- **What is being asked**: Please output the entries below exactly as they are.

[Data records]
.....
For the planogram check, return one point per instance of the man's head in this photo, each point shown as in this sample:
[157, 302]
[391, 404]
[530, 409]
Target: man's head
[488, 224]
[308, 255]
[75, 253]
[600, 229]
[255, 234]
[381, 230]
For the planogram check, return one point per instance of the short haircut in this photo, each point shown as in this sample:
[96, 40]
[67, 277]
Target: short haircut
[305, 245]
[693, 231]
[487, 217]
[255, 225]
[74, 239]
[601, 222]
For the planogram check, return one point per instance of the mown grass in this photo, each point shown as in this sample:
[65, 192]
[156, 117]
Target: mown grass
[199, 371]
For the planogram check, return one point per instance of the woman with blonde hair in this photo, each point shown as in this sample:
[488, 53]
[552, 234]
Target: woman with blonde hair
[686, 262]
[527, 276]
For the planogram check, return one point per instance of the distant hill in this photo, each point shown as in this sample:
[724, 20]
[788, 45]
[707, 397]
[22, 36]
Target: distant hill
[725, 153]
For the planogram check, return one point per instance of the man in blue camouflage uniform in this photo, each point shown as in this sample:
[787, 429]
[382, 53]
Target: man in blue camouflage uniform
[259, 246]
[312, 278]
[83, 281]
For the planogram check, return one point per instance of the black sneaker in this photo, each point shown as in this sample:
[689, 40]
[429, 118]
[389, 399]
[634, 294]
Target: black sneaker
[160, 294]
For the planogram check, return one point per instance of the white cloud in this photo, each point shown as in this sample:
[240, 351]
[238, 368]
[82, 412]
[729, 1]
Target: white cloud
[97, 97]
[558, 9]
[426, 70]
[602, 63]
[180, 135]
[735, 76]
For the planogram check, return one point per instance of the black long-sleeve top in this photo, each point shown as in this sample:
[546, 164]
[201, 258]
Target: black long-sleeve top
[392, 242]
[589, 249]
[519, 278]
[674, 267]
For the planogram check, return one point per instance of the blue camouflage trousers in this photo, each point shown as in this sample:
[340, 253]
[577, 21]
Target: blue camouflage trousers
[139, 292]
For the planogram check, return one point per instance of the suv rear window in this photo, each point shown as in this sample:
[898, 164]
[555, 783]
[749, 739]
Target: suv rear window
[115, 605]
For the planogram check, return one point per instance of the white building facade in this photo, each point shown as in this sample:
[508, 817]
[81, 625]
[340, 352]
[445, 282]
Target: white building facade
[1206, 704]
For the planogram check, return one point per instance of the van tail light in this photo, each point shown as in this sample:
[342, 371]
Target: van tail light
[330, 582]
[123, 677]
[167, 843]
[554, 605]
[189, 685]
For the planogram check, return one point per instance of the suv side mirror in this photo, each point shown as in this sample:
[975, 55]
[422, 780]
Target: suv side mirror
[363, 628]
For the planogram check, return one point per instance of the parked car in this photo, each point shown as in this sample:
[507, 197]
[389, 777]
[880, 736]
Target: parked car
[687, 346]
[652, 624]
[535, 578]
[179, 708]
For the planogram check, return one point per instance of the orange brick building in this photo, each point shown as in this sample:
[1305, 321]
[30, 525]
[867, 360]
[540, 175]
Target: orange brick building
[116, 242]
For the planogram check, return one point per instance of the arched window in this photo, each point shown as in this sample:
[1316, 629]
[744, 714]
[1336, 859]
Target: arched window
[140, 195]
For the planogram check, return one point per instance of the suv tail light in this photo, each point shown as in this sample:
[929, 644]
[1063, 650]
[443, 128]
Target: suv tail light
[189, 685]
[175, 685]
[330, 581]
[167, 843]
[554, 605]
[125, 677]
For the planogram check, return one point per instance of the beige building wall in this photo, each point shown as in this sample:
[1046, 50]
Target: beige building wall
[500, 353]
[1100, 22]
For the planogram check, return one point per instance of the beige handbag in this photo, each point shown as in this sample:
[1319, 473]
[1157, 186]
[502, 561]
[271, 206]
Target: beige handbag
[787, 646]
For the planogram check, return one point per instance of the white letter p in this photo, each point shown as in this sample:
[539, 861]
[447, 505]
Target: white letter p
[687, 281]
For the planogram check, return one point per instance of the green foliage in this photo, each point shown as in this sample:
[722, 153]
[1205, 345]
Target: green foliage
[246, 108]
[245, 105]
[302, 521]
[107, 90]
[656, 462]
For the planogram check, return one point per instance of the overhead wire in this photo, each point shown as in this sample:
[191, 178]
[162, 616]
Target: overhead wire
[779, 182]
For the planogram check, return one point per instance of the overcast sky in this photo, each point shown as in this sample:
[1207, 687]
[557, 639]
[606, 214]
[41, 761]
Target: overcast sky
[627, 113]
.....
- **Task result**:
For the planogram check, return one point per instance of the man's head in this photo, each point shown as in this sample:
[157, 302]
[391, 404]
[530, 409]
Target: man's head
[488, 224]
[308, 255]
[75, 253]
[600, 229]
[255, 234]
[381, 230]
For the planogram check, return one point per instance of the short haircut in this photo, each point shown as in this sample:
[96, 40]
[67, 277]
Target: short haircut
[305, 245]
[693, 231]
[487, 217]
[255, 225]
[74, 239]
[601, 222]
For the planogram check, return one point per instance of the mown grass in this photo, each point shown as in this sample:
[65, 192]
[156, 117]
Target: mown grass
[199, 371]
For the planogram check, return one point per instance of the woman with blonde hair in this photo, each point shown as in this sample:
[488, 53]
[552, 234]
Target: woman with blonde hair
[686, 262]
[527, 276]
For the planogram check, return one point per instance of the distant hill in this photo, each point shown as in this sample:
[724, 20]
[788, 45]
[707, 397]
[22, 36]
Target: distant hill
[725, 153]
For the planogram check, return one point per instance of the man in blue camouflage uniform in this photo, each point shown as in this sample:
[787, 429]
[382, 53]
Target: man in blue camouflage uniform
[259, 246]
[312, 278]
[83, 281]
For the planogram check, return one point per instance of the black sneaker in this photo, each point shown as in this sample:
[689, 40]
[429, 118]
[389, 399]
[634, 294]
Target: black sneaker
[160, 294]
For the planogram check, return one point per instance of the white cloud in this photo, each point shown as in this sample:
[240, 351]
[238, 368]
[82, 412]
[729, 1]
Target: white cloud
[97, 97]
[558, 9]
[426, 70]
[602, 63]
[180, 135]
[735, 76]
For the planogram check, return one point per instance of the black long-sleeve top in this photo, each point shown as in this sample:
[546, 164]
[201, 258]
Target: black long-sleeve top
[392, 242]
[589, 249]
[519, 278]
[674, 267]
For the planogram check, return one point per instance of the blue camouflage trousers in this photo, each point shown as in this sample:
[340, 253]
[577, 21]
Target: blue camouflage trousers
[139, 292]
For the planogram check, return one point per instance of the suv rear window in this photo, each point shown as in this sample:
[898, 164]
[555, 783]
[749, 739]
Target: suv rear window
[115, 605]
For the planogram check, return one point per instance of the white building facade in this photo, each point shown as in this sample:
[508, 817]
[81, 625]
[340, 352]
[445, 282]
Target: white building facade
[1206, 704]
For the planogram check, return one point per instance of the van tail light in this photo, each point shown as in this sample:
[342, 371]
Target: van tail light
[330, 582]
[123, 677]
[167, 843]
[554, 605]
[189, 685]
For the planogram check, return one point per instance of the suv side mirror in this photo, each point shown as in this sample:
[975, 55]
[422, 780]
Target: suv side mirror
[363, 628]
For the planogram check, return one point per instance of the parked car in this photo, each point shown as in this sample:
[507, 197]
[389, 777]
[880, 736]
Target: parked car
[687, 346]
[652, 624]
[535, 578]
[179, 708]
For the planogram check, return one point per instance of the orange brick building in this photo, each point shown as in this sample:
[1305, 321]
[30, 525]
[867, 360]
[540, 175]
Target: orange brick building
[116, 242]
For the planogram check, return one point per instance of the arched window in this photo, each point shown as in this sample:
[1316, 629]
[744, 714]
[1336, 859]
Target: arched window
[140, 195]
For the planogram check, return one point per instance of the suv tail light in this photo, each point shown as in this sample:
[929, 644]
[1063, 650]
[443, 128]
Target: suv tail light
[189, 685]
[175, 685]
[330, 581]
[167, 843]
[554, 605]
[125, 677]
For the planogram check, return one point per instance of the beige building wall in this photo, each point shown as in this sample:
[1046, 50]
Target: beige building wall
[500, 353]
[1100, 22]
For the planogram check, return one point per instance of the beige handbag in this photo, each point shown as in this sample:
[1319, 473]
[1157, 186]
[502, 561]
[271, 206]
Target: beige handbag
[787, 646]
For the planogram check, return one point per instance of the white letter p in this photo, each point shown as in this sample:
[539, 861]
[447, 505]
Target: white letter p
[687, 281]
For the planogram check, return one point per instance of the green foliage in this photo, each point shown as in this sample:
[722, 153]
[1205, 345]
Target: green foliage
[246, 108]
[245, 105]
[302, 521]
[107, 90]
[656, 462]
For the planogram check, return one point per instance of the overhead wire in this photo, each point shown as in this sample:
[191, 178]
[162, 616]
Target: overhead wire
[779, 182]
For the planogram check, return one point per instance of the overcast sky in this photo, each point shown as in this sample:
[1207, 687]
[557, 639]
[606, 214]
[41, 761]
Target: overcast sky
[627, 113]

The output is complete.